● **DATA FOR THIS EXERCISE**:
-- Start --
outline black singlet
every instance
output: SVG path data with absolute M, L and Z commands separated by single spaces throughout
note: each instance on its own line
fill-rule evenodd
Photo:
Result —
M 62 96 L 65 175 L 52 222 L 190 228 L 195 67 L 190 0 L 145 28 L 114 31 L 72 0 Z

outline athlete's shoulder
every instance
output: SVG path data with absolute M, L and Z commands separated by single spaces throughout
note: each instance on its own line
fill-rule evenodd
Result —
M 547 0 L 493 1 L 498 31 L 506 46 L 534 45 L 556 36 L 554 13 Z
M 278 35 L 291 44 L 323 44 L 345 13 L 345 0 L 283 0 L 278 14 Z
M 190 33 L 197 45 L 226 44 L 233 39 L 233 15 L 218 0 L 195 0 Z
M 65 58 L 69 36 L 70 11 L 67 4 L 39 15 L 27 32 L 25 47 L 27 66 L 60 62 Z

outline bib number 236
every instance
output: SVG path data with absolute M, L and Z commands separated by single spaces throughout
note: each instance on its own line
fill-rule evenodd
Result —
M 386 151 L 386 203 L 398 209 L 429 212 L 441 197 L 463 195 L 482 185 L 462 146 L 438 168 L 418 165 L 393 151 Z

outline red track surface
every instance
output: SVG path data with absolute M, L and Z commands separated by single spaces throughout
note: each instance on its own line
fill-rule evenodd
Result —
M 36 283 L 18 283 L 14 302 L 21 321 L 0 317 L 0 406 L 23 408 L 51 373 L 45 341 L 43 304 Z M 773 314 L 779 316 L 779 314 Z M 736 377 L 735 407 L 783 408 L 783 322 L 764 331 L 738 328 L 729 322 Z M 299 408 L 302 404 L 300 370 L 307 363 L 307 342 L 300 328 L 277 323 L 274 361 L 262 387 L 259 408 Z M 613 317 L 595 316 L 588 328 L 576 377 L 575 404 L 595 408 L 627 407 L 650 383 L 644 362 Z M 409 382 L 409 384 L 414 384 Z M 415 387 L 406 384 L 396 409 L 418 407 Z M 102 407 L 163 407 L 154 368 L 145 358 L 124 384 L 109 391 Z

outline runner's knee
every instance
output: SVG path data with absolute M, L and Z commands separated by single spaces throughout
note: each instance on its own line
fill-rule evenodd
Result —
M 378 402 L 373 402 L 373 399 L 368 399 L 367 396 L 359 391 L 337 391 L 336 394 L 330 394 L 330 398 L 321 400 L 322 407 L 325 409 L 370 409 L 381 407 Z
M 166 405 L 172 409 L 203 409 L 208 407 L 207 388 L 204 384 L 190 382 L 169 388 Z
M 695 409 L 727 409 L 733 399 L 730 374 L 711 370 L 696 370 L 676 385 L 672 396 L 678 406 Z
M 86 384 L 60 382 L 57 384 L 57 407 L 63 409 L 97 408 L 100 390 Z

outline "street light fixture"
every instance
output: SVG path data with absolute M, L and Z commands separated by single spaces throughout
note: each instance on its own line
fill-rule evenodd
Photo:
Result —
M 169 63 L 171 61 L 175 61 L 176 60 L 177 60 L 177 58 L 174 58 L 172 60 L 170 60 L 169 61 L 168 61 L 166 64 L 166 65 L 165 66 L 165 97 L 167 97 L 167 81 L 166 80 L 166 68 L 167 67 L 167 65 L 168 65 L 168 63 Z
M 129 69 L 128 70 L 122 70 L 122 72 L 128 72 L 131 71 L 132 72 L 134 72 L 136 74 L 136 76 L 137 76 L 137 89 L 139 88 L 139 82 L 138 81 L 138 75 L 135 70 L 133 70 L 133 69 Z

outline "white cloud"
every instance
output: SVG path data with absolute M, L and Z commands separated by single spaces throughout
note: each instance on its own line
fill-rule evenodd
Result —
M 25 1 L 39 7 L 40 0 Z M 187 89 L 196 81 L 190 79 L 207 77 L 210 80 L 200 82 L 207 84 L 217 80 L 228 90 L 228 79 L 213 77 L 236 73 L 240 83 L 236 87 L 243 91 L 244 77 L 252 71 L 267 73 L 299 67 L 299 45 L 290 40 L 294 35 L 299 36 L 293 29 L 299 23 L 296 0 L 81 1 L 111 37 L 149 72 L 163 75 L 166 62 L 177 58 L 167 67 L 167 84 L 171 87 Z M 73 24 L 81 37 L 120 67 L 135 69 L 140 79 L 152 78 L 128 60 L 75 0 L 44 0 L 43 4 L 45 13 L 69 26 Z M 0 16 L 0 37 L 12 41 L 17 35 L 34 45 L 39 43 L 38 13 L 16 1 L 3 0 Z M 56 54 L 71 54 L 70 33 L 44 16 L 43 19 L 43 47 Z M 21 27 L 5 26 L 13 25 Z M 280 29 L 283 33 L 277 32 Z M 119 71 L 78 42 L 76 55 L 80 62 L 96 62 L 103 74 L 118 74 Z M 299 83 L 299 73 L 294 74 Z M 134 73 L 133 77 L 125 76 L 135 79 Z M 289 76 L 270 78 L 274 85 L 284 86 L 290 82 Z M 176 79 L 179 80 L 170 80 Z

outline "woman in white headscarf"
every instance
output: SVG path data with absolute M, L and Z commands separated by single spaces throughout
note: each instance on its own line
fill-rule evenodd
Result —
-- End --
● **WHAT IS REQUIRED**: Reproduce every line above word for word, keeping each character, space and line break unchanged.

● **THE ANSWER**:
outline black singlet
every instance
output: SVG path data with absolute M, L and Z commands separated by single spaces throughout
note: each instance on its own line
fill-rule evenodd
Photo:
Result —
M 62 96 L 65 175 L 52 222 L 190 228 L 195 67 L 190 0 L 145 28 L 114 31 L 72 0 Z

outline athlete's shoulder
every instance
output: SVG path data with absolute M, L and Z commands separated by single spaces throughout
note: each instance on its own line
fill-rule evenodd
Result —
M 547 0 L 493 1 L 498 31 L 506 46 L 534 45 L 556 36 L 554 13 Z
M 278 35 L 291 44 L 323 44 L 345 13 L 345 0 L 283 0 L 278 14 Z
M 190 33 L 197 45 L 226 44 L 233 39 L 233 15 L 218 0 L 195 0 Z
M 65 58 L 69 36 L 70 11 L 67 4 L 39 15 L 27 32 L 25 47 L 27 66 L 60 62 Z

outline bib number 236
every instance
output: SVG path data with absolute M, L and Z commands separated by single spaces throughout
note: each instance on its own line
fill-rule evenodd
Result —
M 386 151 L 386 203 L 398 209 L 429 212 L 441 197 L 463 195 L 482 185 L 462 146 L 438 168 L 418 165 L 393 151 Z

outline red track surface
every instance
output: SVG path data with absolute M, L and Z commands separated by single spaces throughout
note: each instance on its own line
fill-rule evenodd
Result —
M 36 283 L 18 283 L 14 302 L 21 321 L 0 317 L 0 406 L 23 408 L 51 373 L 45 341 L 43 304 Z M 773 314 L 779 316 L 779 314 Z M 736 377 L 735 407 L 783 408 L 783 322 L 764 331 L 738 328 L 729 322 Z M 299 408 L 302 404 L 300 370 L 307 363 L 307 342 L 300 328 L 277 323 L 274 361 L 262 387 L 259 408 Z M 613 317 L 595 316 L 588 328 L 576 377 L 575 404 L 595 408 L 627 407 L 650 383 L 644 362 Z M 409 382 L 409 384 L 414 384 Z M 415 387 L 406 384 L 396 409 L 418 407 Z M 102 407 L 163 407 L 154 368 L 145 358 L 124 384 L 109 391 Z

outline runner's knee
every instance
output: SVG path data with absolute M, L and Z commands separated by single spaces throughout
note: each instance on its own line
fill-rule evenodd
Result —
M 378 402 L 373 402 L 373 399 L 368 399 L 367 396 L 359 391 L 337 391 L 336 394 L 330 394 L 330 398 L 321 400 L 322 407 L 325 409 L 370 409 L 381 407 Z
M 166 405 L 172 409 L 203 409 L 208 407 L 207 388 L 204 384 L 190 382 L 169 388 Z
M 695 409 L 727 409 L 733 399 L 730 374 L 711 370 L 696 370 L 676 385 L 672 396 L 678 406 Z
M 86 384 L 60 382 L 57 384 L 57 407 L 63 409 L 97 408 L 100 390 Z

outline "street light fixture"
every instance
output: SVG path data with absolute M, L and Z commands separated by single spaces throughout
note: each instance on its own line
fill-rule evenodd
Photo:
Result —
M 169 63 L 171 61 L 175 61 L 176 60 L 177 60 L 177 58 L 174 58 L 172 60 L 170 60 L 169 61 L 168 61 L 166 64 L 166 65 L 165 66 L 165 97 L 167 97 L 167 81 L 166 80 L 166 68 L 167 67 L 167 65 L 168 65 L 168 63 Z
M 129 69 L 128 70 L 122 70 L 122 72 L 128 72 L 131 71 L 132 72 L 134 72 L 136 74 L 136 76 L 137 76 L 137 89 L 139 88 L 139 82 L 138 81 L 138 75 L 135 70 L 133 70 L 133 69 Z

outline "white cloud"
every instance
output: SVG path data with absolute M, L and Z commands separated by single spaces throughout
note: each instance on its own line
fill-rule evenodd
Result —
M 25 1 L 39 7 L 40 0 Z M 187 89 L 196 81 L 190 79 L 207 77 L 210 80 L 200 82 L 207 84 L 217 80 L 228 90 L 228 79 L 213 77 L 236 73 L 240 83 L 236 87 L 243 91 L 244 77 L 252 71 L 267 73 L 299 67 L 299 45 L 290 40 L 294 35 L 299 36 L 293 29 L 299 23 L 296 0 L 81 1 L 111 37 L 149 72 L 163 75 L 166 62 L 177 58 L 167 67 L 167 84 L 171 87 Z M 73 24 L 81 37 L 120 67 L 135 69 L 140 79 L 152 78 L 128 60 L 75 0 L 44 0 L 43 4 L 45 13 L 69 26 Z M 0 16 L 0 37 L 12 41 L 17 35 L 34 45 L 39 43 L 38 13 L 16 1 L 3 0 Z M 56 54 L 71 54 L 70 33 L 44 16 L 43 19 L 43 47 Z M 21 27 L 5 26 L 13 25 Z M 280 29 L 283 33 L 277 32 Z M 119 71 L 78 42 L 76 55 L 80 62 L 96 62 L 103 74 L 118 74 Z M 299 83 L 299 73 L 294 74 Z M 134 73 L 133 77 L 125 76 L 135 79 Z M 289 76 L 270 78 L 274 85 L 284 86 L 290 82 Z M 176 79 L 179 80 L 170 80 Z

outline "woman in white headscarf"
every instance
output: SVG path data with absolute M, L and Z commands separated by single spaces throughout
note: each instance on its own line
fill-rule evenodd
Result —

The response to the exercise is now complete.